## Passage for review
Over the week, we ran two identical programs for the two sites: Yamba and Maclean. Our team was small. After two years of COVID, the momentum for those who used to serve on HBC had waned. Jazz, who had done the program since she was a teenager, had asked around our friendship group to see if anyone would be willing to make the 7-hour drive up from Sydney to do one of only two cross-cultural beach missions run by SU volunteers in NSW. Naturally, it was a hard sell. But, as is often the case in God’s kingdom, eight adults and four kids volunteered, all of whom offered unique gifts to the program.

Kids enjoy an activity at Yamba’s Holiday Bible Club.

On the day we arrived, after setting up our tents on the lawn of the local Presbyterian church, we got a cultural briefing. Most of the team were studying at Sydney Missionary and Bible College in Sydney, so cross-cultural work was of interest to us.

## Things to do
1. Rewrite the paragraph of the beach mission account that begins "Over the week" as a short bulleted list, keeping its main facts.
2. Summarize the beach mission account in two sentences.
3. Please write out the beach mission account from "On the day we" to "interest to us.".

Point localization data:
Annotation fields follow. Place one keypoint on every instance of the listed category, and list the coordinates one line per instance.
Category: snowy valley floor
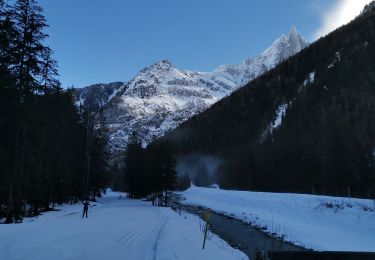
(317, 222)
(116, 229)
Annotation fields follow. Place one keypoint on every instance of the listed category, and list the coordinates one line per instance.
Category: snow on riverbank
(318, 222)
(116, 229)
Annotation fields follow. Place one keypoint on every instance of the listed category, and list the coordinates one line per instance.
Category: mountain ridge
(160, 97)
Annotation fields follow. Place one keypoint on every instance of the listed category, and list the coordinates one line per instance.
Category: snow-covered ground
(116, 229)
(318, 222)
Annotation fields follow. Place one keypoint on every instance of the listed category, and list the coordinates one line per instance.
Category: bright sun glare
(341, 13)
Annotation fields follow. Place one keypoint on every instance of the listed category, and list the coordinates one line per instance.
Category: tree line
(326, 142)
(51, 151)
(150, 172)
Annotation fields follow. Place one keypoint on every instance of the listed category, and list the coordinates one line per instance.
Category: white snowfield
(116, 229)
(318, 222)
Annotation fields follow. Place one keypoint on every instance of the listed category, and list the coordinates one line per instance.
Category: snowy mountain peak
(283, 48)
(159, 66)
(160, 97)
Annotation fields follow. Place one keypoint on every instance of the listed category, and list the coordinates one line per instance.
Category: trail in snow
(115, 229)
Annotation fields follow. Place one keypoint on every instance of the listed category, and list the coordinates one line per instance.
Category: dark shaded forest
(325, 143)
(50, 151)
(150, 172)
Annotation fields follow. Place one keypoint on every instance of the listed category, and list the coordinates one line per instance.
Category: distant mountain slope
(306, 126)
(161, 97)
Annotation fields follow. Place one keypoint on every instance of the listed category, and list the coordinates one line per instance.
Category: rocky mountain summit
(160, 97)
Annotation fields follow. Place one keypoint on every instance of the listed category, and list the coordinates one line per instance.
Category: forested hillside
(50, 151)
(306, 126)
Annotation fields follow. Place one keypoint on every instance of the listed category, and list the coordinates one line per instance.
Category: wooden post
(207, 218)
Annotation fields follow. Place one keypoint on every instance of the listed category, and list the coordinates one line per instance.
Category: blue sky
(101, 41)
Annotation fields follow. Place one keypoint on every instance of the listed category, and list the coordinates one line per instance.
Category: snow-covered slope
(115, 229)
(161, 97)
(319, 222)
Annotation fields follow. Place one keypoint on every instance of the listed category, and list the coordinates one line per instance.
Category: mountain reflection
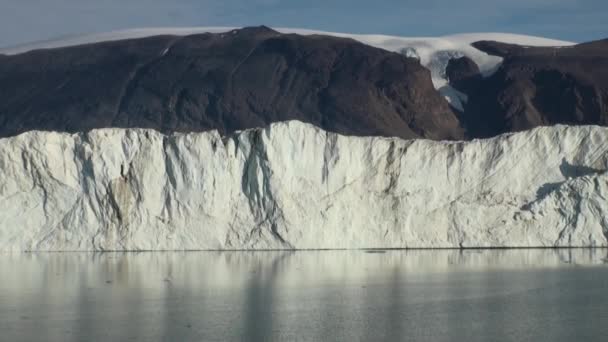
(307, 295)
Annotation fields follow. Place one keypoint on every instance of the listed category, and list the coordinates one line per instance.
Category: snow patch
(433, 52)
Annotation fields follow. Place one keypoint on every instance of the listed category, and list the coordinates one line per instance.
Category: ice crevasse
(294, 186)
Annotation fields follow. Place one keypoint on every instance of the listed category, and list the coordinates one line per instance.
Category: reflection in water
(324, 295)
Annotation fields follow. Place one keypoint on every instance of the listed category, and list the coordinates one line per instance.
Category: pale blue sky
(24, 21)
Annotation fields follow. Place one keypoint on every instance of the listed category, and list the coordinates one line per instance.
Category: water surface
(449, 295)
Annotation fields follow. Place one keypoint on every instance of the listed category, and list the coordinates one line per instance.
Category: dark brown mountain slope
(536, 86)
(231, 81)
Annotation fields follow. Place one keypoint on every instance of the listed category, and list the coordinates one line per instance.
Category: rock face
(537, 86)
(225, 81)
(292, 185)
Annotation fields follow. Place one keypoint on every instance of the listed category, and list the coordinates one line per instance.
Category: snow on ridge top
(393, 43)
(434, 52)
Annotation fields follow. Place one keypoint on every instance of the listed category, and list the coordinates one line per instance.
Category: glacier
(294, 186)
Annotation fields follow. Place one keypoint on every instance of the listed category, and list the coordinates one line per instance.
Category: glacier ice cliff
(294, 186)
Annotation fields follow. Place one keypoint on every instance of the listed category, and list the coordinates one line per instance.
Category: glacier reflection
(307, 295)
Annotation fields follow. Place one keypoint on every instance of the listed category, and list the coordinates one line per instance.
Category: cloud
(29, 20)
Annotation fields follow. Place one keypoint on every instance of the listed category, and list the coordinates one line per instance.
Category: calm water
(493, 295)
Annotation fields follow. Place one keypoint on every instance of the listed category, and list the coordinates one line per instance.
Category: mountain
(226, 81)
(535, 86)
(293, 185)
(184, 80)
(259, 139)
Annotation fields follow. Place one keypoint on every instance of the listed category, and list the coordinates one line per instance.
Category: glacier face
(292, 185)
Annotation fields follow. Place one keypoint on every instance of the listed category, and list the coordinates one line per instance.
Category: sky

## Your responses
1.
- Over the week, two identical programs ran at two sites: Yamba and Maclean.
- The team was small, because after two years of COVID the momentum among those who used to serve on HBC had waned.
- Jazz, who had done the program since she was a teenager, asked around a friendship group for anyone willing to drive 7 hours up from Sydney for one of only two cross-cultural beach missions run by SU volunteers in NSW.
- It was a hard sell, but eight adults and four kids volunteered, all offering unique gifts to the program.

2. Over a week, a small team ran two identical programs at Yamba and Maclean after Jazz found eight adults and four kids in a friendship group willing to make the 7-hour drive from Sydney, despite momentum having waned after two years of COVID. On arrival, the team set up tents on the lawn of the local Presbyterian church and got a cultural briefing, which interested them because most were studying at Sydney Missionary and Bible College.

3.
On the day we arrived, after setting up our tents on the lawn of the local Presbyterian church, we got a cultural briefing. Most of the team were studying at Sydney Missionary and Bible College in Sydney, so cross-cultural work was of interest to us.